Prompt: Your output must reproduce all the records below precisely and contain no pictures.

Records from a collection:
_ _ _
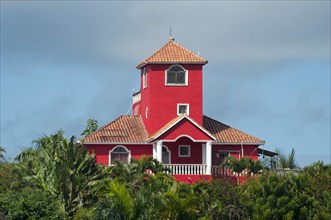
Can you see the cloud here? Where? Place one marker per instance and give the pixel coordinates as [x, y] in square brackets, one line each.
[224, 32]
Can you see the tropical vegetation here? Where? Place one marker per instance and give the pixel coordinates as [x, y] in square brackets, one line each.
[57, 178]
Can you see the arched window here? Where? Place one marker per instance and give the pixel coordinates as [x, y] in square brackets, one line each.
[166, 155]
[176, 75]
[119, 153]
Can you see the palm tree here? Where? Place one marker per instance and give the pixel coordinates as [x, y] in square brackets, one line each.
[2, 154]
[64, 168]
[235, 165]
[286, 161]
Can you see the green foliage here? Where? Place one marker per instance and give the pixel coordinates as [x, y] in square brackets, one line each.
[30, 204]
[286, 161]
[2, 154]
[58, 179]
[63, 168]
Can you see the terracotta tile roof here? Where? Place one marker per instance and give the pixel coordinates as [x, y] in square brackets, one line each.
[131, 129]
[124, 129]
[166, 127]
[174, 122]
[226, 134]
[172, 52]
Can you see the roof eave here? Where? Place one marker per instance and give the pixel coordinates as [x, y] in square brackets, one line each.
[144, 63]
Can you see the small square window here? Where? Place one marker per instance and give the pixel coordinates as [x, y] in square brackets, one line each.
[144, 77]
[184, 151]
[182, 109]
[176, 75]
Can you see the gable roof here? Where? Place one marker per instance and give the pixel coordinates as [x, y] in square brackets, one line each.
[226, 134]
[175, 121]
[124, 129]
[172, 52]
[131, 129]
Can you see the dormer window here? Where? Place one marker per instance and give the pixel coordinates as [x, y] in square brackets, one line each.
[183, 109]
[176, 76]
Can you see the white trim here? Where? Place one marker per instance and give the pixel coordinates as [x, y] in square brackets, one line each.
[203, 153]
[208, 157]
[119, 143]
[173, 84]
[187, 108]
[193, 122]
[164, 146]
[154, 151]
[185, 135]
[244, 143]
[114, 148]
[189, 150]
[159, 151]
[144, 77]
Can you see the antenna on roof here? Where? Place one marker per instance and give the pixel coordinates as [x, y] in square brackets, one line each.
[170, 35]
_ _ _
Your solution:
Can you see the cloud here? Where? Place one marker per instance and give the pixel coordinates as [x, y] in square brackets, one line each.
[224, 32]
Can you see the tropical vegetation here? Where? Place one marker per instance and give the pixel coordinates as [x, y] in square brackets, one line each.
[57, 178]
Can you see the arched window here? Where? Place one marker per instance and give the pixel coordinates as [x, y] in square brackets, one line each.
[166, 155]
[176, 75]
[119, 153]
Can you see the palm tree here? Where? Place one marker per instance and give the pixel coordinates as [x, y] in square brackets, one line each.
[2, 154]
[64, 168]
[235, 165]
[286, 161]
Can you see the green foliage here? Where? Place one marker per instance and give the pixel coordinates as [x, y] in square brackets, one line each.
[30, 204]
[286, 161]
[2, 154]
[58, 179]
[63, 168]
Can you see the terracotta tile roof here? Where? Place one marker per instance and give the pixel coordinates as [x, y] in square brackets, one line each.
[131, 129]
[124, 129]
[166, 127]
[174, 122]
[226, 134]
[172, 52]
Can you see the roof eave here? Where? Place one marker per instance and give the pixel coordinates as [x, y] in square brackets, one line each.
[144, 63]
Can you see the small square window here? Where? Place one marker per instance and give the pixel coordinates as [x, y] in square brackets, one line each.
[144, 77]
[184, 151]
[182, 109]
[176, 75]
Can you see the gable roof here? Where? Place one marker per instance and give the pixel coordinates as [x, y] in square brackets, one line each.
[226, 134]
[175, 121]
[124, 129]
[172, 52]
[131, 129]
Can you see the dormer window here? Where? Place one marker per instance and give the pixel coordinates as [x, y] in square brackets, one line each.
[183, 109]
[176, 76]
Can you see the white trim here? Where? Place one marker per instance and give the pixel coordinates as [x, y] in square brackets, one line each.
[203, 153]
[208, 157]
[119, 143]
[173, 84]
[187, 108]
[193, 122]
[164, 146]
[154, 151]
[185, 135]
[244, 143]
[114, 148]
[189, 150]
[159, 151]
[144, 77]
Can you see the antenna on roof here? Where? Place one marker per instance and give the pixel coordinates as [x, y] in square brackets, one line each.
[170, 35]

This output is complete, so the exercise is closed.